_Material for the task_.
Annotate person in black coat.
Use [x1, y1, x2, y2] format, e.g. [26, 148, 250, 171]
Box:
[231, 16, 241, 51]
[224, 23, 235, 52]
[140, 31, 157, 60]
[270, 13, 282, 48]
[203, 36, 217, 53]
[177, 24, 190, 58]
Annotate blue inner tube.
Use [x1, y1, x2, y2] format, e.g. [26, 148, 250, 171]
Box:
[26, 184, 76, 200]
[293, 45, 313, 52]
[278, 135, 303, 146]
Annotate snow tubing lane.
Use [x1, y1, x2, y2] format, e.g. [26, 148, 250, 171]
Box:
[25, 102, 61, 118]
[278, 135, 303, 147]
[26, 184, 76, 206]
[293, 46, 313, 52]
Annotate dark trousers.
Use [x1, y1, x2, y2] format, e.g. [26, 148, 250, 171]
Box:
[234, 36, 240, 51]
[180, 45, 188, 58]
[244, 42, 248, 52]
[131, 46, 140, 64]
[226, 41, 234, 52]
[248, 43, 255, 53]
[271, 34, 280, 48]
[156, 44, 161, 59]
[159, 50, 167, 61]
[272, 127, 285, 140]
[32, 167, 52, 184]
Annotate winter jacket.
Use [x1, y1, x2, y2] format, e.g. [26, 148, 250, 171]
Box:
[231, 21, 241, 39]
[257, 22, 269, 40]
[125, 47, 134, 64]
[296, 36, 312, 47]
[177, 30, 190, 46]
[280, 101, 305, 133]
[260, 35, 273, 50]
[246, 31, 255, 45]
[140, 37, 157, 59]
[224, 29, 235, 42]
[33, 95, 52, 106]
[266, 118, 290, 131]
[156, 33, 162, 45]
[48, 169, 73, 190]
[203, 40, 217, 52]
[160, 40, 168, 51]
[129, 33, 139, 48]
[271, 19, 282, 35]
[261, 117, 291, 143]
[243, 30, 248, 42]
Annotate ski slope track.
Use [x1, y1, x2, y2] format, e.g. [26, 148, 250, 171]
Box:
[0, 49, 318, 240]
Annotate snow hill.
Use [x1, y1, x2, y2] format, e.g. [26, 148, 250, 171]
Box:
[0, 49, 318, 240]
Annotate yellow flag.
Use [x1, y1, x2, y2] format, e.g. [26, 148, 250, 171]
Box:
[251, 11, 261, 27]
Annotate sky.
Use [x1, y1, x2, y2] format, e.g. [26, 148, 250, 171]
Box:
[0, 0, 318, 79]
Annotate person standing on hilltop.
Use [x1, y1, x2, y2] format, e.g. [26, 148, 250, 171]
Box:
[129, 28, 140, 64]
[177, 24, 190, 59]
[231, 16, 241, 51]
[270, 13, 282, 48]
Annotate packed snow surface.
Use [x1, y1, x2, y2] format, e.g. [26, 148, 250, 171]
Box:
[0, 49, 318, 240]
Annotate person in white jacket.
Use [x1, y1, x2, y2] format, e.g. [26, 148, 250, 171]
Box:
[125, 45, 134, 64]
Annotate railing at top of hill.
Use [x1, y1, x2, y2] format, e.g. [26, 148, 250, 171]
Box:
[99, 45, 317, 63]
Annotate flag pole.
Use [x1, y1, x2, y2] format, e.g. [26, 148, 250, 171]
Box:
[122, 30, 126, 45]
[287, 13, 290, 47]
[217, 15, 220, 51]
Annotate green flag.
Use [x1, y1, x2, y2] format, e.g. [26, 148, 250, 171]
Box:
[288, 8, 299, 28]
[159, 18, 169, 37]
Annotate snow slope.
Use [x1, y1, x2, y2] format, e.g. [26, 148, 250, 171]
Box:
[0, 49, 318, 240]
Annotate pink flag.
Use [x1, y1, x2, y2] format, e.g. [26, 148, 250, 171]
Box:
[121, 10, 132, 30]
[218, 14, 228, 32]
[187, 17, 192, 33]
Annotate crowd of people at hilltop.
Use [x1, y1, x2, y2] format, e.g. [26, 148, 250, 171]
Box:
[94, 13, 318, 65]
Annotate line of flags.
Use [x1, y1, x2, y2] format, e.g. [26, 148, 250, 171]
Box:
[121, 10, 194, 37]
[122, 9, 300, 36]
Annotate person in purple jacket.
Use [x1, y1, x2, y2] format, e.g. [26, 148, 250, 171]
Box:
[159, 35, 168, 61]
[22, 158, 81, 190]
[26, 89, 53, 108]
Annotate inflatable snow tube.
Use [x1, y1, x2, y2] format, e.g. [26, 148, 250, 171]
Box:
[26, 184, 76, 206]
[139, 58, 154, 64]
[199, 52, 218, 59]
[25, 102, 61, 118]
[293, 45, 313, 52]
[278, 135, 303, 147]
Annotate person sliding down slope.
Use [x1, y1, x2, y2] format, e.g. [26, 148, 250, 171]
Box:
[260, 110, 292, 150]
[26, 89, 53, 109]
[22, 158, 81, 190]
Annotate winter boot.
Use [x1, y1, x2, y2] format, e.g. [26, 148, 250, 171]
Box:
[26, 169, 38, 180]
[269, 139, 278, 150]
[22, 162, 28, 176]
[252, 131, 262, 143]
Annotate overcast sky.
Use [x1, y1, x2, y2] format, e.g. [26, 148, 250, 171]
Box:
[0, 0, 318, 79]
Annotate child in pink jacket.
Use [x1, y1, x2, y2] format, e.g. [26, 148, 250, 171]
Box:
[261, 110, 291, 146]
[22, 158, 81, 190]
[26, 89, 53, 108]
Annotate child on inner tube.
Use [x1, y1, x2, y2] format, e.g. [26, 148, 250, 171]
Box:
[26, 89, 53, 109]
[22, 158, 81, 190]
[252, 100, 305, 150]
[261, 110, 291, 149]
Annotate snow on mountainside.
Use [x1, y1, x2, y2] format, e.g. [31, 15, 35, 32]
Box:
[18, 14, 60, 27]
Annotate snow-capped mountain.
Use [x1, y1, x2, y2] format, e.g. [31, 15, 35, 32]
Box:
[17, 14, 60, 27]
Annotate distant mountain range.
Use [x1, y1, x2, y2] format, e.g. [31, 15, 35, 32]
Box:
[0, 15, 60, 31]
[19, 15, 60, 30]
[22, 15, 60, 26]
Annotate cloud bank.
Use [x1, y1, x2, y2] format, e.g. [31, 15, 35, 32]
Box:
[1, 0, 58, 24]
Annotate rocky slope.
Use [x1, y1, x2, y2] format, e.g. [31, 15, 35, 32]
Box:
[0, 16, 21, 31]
---
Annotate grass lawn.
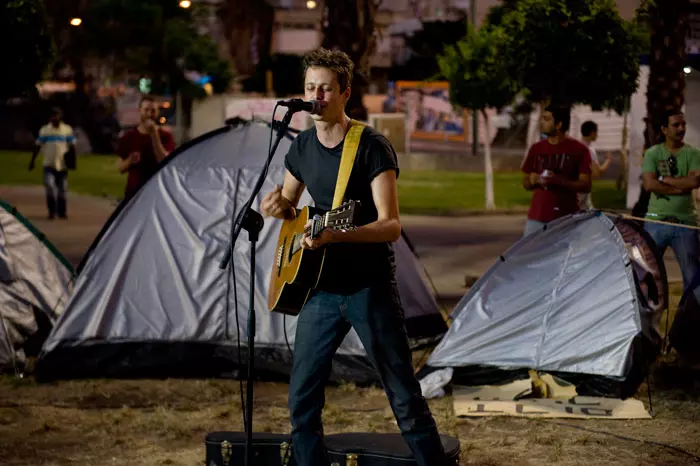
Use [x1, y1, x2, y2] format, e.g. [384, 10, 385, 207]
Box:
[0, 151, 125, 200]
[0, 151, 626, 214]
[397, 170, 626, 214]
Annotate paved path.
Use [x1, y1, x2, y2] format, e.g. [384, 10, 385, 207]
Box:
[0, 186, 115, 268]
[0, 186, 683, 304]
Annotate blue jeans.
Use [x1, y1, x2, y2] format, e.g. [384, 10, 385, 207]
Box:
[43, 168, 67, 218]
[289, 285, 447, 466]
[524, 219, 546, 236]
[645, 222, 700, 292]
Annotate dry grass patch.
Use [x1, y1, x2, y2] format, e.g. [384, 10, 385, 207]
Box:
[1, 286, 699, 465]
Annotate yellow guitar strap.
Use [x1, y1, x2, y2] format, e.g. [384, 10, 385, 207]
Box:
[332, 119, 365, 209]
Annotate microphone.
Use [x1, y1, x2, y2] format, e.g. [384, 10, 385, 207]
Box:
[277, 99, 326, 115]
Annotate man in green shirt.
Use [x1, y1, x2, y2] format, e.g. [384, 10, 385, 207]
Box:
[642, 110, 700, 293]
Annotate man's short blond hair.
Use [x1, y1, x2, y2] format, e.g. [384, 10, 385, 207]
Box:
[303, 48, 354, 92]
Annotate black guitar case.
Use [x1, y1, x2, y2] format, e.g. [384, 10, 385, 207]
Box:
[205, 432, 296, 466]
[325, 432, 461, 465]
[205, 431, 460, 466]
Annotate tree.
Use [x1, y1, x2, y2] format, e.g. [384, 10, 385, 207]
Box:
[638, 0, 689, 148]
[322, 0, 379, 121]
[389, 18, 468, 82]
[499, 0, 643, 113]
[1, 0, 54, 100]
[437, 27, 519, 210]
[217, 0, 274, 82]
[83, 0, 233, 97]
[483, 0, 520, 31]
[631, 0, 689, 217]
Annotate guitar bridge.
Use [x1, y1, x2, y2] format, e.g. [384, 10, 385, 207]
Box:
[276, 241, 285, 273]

_What is expected_. Please show every line of the records that holds the word "winter".

_Answer area_.
Annotate winter jacket.
Annotate winter boot.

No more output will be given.